* Start *
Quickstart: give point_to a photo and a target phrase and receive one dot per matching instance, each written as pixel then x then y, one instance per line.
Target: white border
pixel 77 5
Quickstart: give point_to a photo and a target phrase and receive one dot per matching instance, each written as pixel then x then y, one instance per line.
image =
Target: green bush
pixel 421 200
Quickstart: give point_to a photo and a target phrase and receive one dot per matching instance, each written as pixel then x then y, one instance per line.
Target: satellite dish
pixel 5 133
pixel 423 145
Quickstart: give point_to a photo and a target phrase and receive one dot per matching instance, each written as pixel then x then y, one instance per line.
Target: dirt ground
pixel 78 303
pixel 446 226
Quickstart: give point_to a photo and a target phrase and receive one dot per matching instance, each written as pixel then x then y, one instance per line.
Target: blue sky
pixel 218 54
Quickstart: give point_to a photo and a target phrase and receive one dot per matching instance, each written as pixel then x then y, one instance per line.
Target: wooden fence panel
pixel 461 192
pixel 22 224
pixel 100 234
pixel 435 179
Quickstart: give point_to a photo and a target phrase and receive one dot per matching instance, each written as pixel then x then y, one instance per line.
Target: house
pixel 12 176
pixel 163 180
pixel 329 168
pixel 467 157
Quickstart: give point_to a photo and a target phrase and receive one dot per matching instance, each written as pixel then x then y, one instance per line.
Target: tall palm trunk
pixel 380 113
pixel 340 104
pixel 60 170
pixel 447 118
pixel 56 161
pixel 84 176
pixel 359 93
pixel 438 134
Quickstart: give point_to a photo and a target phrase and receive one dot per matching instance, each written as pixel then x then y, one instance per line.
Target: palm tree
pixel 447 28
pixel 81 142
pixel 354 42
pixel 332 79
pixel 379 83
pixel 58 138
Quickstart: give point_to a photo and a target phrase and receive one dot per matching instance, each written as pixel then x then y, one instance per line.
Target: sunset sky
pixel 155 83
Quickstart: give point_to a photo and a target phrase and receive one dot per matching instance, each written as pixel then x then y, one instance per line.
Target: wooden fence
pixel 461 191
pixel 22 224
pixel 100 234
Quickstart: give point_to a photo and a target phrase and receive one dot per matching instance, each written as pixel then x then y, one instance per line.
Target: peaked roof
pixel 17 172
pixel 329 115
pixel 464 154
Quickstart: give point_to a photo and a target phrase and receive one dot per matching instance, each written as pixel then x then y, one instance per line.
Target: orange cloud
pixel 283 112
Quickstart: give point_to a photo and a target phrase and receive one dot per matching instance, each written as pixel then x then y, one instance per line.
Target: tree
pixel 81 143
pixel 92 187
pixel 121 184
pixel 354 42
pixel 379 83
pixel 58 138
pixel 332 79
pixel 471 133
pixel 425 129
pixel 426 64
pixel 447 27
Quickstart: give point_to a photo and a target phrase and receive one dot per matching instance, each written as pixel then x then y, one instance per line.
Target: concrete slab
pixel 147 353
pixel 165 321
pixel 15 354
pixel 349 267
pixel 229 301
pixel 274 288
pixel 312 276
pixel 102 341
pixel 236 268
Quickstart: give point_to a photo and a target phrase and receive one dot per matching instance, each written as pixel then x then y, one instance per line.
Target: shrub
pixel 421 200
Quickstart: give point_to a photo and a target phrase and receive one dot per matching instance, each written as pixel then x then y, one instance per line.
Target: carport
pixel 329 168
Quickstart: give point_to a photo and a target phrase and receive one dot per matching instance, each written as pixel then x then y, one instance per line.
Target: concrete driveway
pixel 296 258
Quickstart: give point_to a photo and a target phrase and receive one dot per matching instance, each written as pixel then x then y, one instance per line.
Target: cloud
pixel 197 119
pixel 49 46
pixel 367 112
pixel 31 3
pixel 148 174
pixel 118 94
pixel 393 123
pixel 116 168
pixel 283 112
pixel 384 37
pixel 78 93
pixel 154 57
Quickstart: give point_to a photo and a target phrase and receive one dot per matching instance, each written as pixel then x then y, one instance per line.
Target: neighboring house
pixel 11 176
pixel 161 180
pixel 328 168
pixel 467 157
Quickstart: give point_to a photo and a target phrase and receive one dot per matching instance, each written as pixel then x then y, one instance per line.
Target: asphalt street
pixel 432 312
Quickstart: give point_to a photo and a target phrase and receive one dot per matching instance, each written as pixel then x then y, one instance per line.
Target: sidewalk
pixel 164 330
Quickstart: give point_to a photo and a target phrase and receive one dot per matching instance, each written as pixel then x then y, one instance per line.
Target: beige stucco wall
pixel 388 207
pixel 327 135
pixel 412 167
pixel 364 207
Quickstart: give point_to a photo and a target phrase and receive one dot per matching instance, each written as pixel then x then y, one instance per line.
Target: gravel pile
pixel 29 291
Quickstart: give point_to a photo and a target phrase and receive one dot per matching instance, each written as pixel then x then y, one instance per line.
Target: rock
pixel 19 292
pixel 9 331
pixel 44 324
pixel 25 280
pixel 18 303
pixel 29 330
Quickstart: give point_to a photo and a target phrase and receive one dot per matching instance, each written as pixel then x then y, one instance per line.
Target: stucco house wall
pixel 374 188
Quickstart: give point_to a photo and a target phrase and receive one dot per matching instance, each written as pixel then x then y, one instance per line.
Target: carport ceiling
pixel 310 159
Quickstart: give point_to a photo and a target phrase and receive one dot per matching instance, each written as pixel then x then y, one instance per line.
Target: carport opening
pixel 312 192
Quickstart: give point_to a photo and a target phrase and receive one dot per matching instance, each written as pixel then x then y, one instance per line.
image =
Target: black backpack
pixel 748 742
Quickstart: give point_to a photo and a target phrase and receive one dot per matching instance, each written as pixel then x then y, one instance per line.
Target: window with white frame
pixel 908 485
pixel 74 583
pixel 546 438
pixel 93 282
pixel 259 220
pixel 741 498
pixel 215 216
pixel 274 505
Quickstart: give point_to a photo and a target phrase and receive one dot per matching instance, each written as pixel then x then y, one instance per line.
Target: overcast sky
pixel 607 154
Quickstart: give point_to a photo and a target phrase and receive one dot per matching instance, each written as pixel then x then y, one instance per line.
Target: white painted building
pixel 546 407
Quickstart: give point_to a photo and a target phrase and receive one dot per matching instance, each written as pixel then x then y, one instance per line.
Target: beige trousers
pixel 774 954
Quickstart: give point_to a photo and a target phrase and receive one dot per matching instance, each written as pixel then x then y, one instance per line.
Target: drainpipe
* End *
*Problem details:*
Please copy out all of the data above line for line, with no changes.

*Solution to this task:*
Quickstart: give point_to a photo and a target phrase and receive one dot per matching instance, each written as pixel then x then y, one instance per line.
Target: white border
pixel 77 5
Quickstart: give point_to a photo and a target phrase and receive one dot per matching instance, each written as pixel then x then y, one instance per line.
image =
Target: green bush
pixel 421 200
Quickstart: give point_to a photo and a target phrase and receive one dot per matching instance, each written as pixel then x then y, one instance per line.
Target: satellite dish
pixel 5 133
pixel 423 145
Quickstart: give point_to a photo and a target phrase and receive one dot per matching instance, each written as pixel then x then y, one instance per line.
Target: dirt ground
pixel 78 303
pixel 446 226
Quickstart: give point_to a photo and a target phrase and receive one dot per matching instance, each written as pixel then x then y, one instance per line.
Target: blue sky
pixel 218 54
Quickstart: give point_to a photo and a target phrase and receive one dot per matching instance, each written as pixel then x then y, one instance per line.
Target: wooden fence panel
pixel 461 192
pixel 22 224
pixel 100 234
pixel 435 179
Quickstart: give point_to a photo and a target phrase and receive one dot per matching instance, each written as pixel then x then y, one instance per line.
Target: house
pixel 12 176
pixel 163 180
pixel 329 168
pixel 467 157
Quickstart: give point_to a photo and a target phrase and receive one dot per matching instance, each written as pixel then x then y, one instance per line.
Target: tall palm trunk
pixel 380 113
pixel 340 104
pixel 60 170
pixel 447 118
pixel 56 161
pixel 84 176
pixel 359 93
pixel 438 134
Quickstart: give point_to a photo and a target phrase and receive one dot per matching instance, each written as pixel then x then y, one instance per line.
Target: palm tree
pixel 447 28
pixel 81 142
pixel 354 42
pixel 332 79
pixel 379 83
pixel 58 138
Quickstart: give point_to a photo and a target phrase and receive one dot per matching instance, each written as pixel then x then y, one instance per line.
Target: sunset sky
pixel 155 83
Quickstart: give point_to a photo and a target phrase and receive one dot per matching instance, each written as pixel then x then y, one instance per line.
Target: wooden fence
pixel 461 191
pixel 22 224
pixel 100 234
Quickstart: give point_to a photo and a target phrase and receive one dot per matching instance, each written as pixel then x then y, one instance per line.
Target: peaked roof
pixel 17 172
pixel 329 115
pixel 464 154
Quickstart: give point_to a photo and a target phrase and receive one dot per matching instance, each written as pixel then x then y, one instance per line.
Target: orange cloud
pixel 283 112
Quickstart: give point_to a photo and a target phrase and receive one dot per matching instance, each written as pixel then x then y, one instance per line.
Target: tree
pixel 81 143
pixel 92 187
pixel 121 184
pixel 354 42
pixel 379 83
pixel 58 138
pixel 332 79
pixel 471 133
pixel 425 129
pixel 426 64
pixel 447 27
Quickstart: give point_to a photo and a target phrase and receive one dot per matching instance, each written as pixel then x then y, one instance per line.
Target: concrete slab
pixel 147 353
pixel 165 321
pixel 15 354
pixel 349 267
pixel 229 301
pixel 274 288
pixel 312 276
pixel 102 341
pixel 236 268
Quickstart: give point_to a photo and a target phrase and receive one dot per matching instance, each written as pixel then x then y, one instance per line.
Target: shrub
pixel 421 200
Quickstart: give point_to a photo and a target phrase and receive one dot per matching instance, each written as pixel then x then y, one instance per line.
Target: carport
pixel 329 168
Quickstart: give point_to a photo and a target phrase and receive one dot per matching instance, each written as pixel then x then y, one instance per line.
Target: concrete driveway
pixel 296 258
Quickstart: give point_to a photo and a target phrase and receive one dot per matching instance, each written as pixel then x then y, one instance per line.
Target: cloud
pixel 197 119
pixel 49 46
pixel 367 112
pixel 31 3
pixel 148 174
pixel 118 94
pixel 393 123
pixel 116 168
pixel 283 112
pixel 384 37
pixel 78 93
pixel 154 57
Quickstart: give point_to a photo and a target phrase and receive one dot per matching instance, each written as pixel then x then y, one instance per line.
Target: neighboring house
pixel 11 176
pixel 161 180
pixel 328 168
pixel 467 157
Quickstart: give point_to a photo and a target phrase and receive one dot per matching instance, each written as pixel then x then y, one instance per line.
Target: asphalt street
pixel 432 312
Quickstart: give point_to a photo and a target phrase and receive one dot per matching instance, each written as pixel then x then y, one instance per line.
Target: sidewalk
pixel 164 330
Quickstart: give point_to a photo and a target phrase and receive one dot per matching instance, each written as pixel then x then y, one instance per line.
Target: beige stucco wall
pixel 388 207
pixel 327 135
pixel 412 167
pixel 364 207
Quickstart: give point_to a photo and a target phrase and receive one dot per matching instance, each written as pixel then x then y, one instance per line.
Target: gravel pile
pixel 29 291
Quickstart: give point_to a photo and a target phrase and receive one dot per matching instance, each written as pixel then x then y, one instance per line.
Target: rock
pixel 19 292
pixel 9 331
pixel 44 324
pixel 25 280
pixel 18 303
pixel 29 330
Quickstart: give point_to a photo and a target phrase and receive one dot per matching instance, each written as pixel then x then y, one instance per line.
Target: stucco house wall
pixel 374 188
Quickstart: give point_to a photo and a target phrase and receive one dot per matching instance, each written as pixel then x then y, one instance per line.
Target: carport ceiling
pixel 310 159
Quickstart: give point_to a photo and a target phrase and receive one dot per matching instance, each written as pixel then x then y, one instance per line.
Target: carport opening
pixel 312 192
Quickstart: give point_to a photo and a target phrase and receive one dot per matching instance, each written as pixel then x then y, one instance per line.
image =
Target: black backpack
pixel 748 742
Quickstart: give point_to a photo and a target phrase and receive one dot per matching instance, each written as pixel then x then y, one instance per line.
Target: window with white frame
pixel 908 485
pixel 74 583
pixel 546 438
pixel 93 282
pixel 259 220
pixel 741 498
pixel 215 216
pixel 274 505
Quickstart: give point_to a photo and a target phrase and receive one dot per matching instance, each written as pixel then x then y, one instance per line.
Target: overcast sky
pixel 607 154
Quickstart: give point_to a photo and a target phrase and receive one dot per matching instance, each written as pixel then x then y, one instance per line.
Target: white painted building
pixel 546 407
Quickstart: give point_to a photo and a target phrase and receive one dot per matching instance, each written as pixel then x then y, one instance per line.
Target: beige trousers
pixel 774 954
Quickstart: give point_to a photo and a target phrase and receive one dot per matching instance, each written as pixel then x then y, one instance per line.
Target: drainpipe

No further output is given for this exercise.